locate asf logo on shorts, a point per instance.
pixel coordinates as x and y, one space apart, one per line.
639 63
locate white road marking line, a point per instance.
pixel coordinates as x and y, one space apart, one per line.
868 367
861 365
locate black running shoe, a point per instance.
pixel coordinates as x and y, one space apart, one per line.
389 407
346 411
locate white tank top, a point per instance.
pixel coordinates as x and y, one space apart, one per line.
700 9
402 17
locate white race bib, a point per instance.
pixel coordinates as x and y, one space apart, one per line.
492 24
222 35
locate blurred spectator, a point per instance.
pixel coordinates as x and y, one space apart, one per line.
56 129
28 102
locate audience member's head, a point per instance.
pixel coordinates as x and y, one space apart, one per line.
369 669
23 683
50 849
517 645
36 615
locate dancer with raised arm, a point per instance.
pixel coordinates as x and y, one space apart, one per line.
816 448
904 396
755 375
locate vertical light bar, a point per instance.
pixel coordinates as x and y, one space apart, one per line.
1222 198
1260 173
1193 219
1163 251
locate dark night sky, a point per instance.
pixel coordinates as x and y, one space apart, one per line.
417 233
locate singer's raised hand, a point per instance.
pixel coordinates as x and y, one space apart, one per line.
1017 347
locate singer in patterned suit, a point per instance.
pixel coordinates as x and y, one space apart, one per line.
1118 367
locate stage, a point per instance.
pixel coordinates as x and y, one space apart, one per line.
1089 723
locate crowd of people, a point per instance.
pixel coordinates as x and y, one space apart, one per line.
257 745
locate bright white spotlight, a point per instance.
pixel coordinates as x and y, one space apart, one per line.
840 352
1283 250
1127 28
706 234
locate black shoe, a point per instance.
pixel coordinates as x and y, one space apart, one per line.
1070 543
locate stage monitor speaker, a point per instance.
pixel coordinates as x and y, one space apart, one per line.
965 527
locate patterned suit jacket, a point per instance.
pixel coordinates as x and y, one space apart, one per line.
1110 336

GOAL:
Copy out the entire listing above word for word, keeping every line in its original order.

SOLVED EXERCISE:
locate asf logo on shorts, a point per instance.
pixel coordinates as x and y, one space apart, one per line.
639 63
locate white road marking line, a point per instance.
pixel coordinates as x and y, one space apart, one per line.
868 367
861 365
locate black running shoe, a point per instance.
pixel coordinates as x and y, one space apart, one per line.
389 407
346 411
locate white tank top, a point per instance.
pixel coordinates as x and y, one space apart, one per line.
700 9
402 17
locate white race bib, a point per instance.
pixel coordinates as x and y, one space apart, one per line.
492 24
222 35
locate blurred spectator, a point per instance.
pixel coordinates as x and y, one space apart, one per line.
56 129
28 102
locate audience member's head, a point per instance.
pixel coordinates as x and y, one space apart, one per line.
369 669
23 683
50 849
517 645
36 615
locate dancer with raised arm, a point per instance.
pixel coordinates as x and y, one space apart, one per line.
816 448
904 396
755 375
locate vertical light bar, a point per instance.
pixel coordinates as x and y, one space apart, one per line.
1222 198
1260 173
1193 219
1163 251
locate dark night sky, a point per instance.
pixel coordinates as x and y, one space apart, one per line.
417 233
locate singer's raised hand, a point per instance.
pixel coordinates as x and y, one space apart, one per line.
1017 347
locate singer in patterned suit, a point per instance.
pixel coordinates as x and y, one space apart, one per line.
1118 367
locate stage, a point per instance.
pixel coordinates as x and y, one space apart, one per line.
1089 723
locate crowd of people, a point per instance.
pixel coordinates as x and y, one space apart, one per line.
257 745
locate bright white spotlight, a point per instance.
pixel coordinates as x and y, one space apart, one per line.
840 352
1283 250
1127 28
706 234
locate black shoe, a point per instance.
pixel coordinates as x and y, one space apart, one per line.
1070 543
locate stage monitor speaker, a point per instance.
pixel coordinates as x and y, one space apart, one per line.
965 527
locate patterned suit jacket, a point per instance.
pixel coordinates as x and y, one space apart, one per line.
1110 336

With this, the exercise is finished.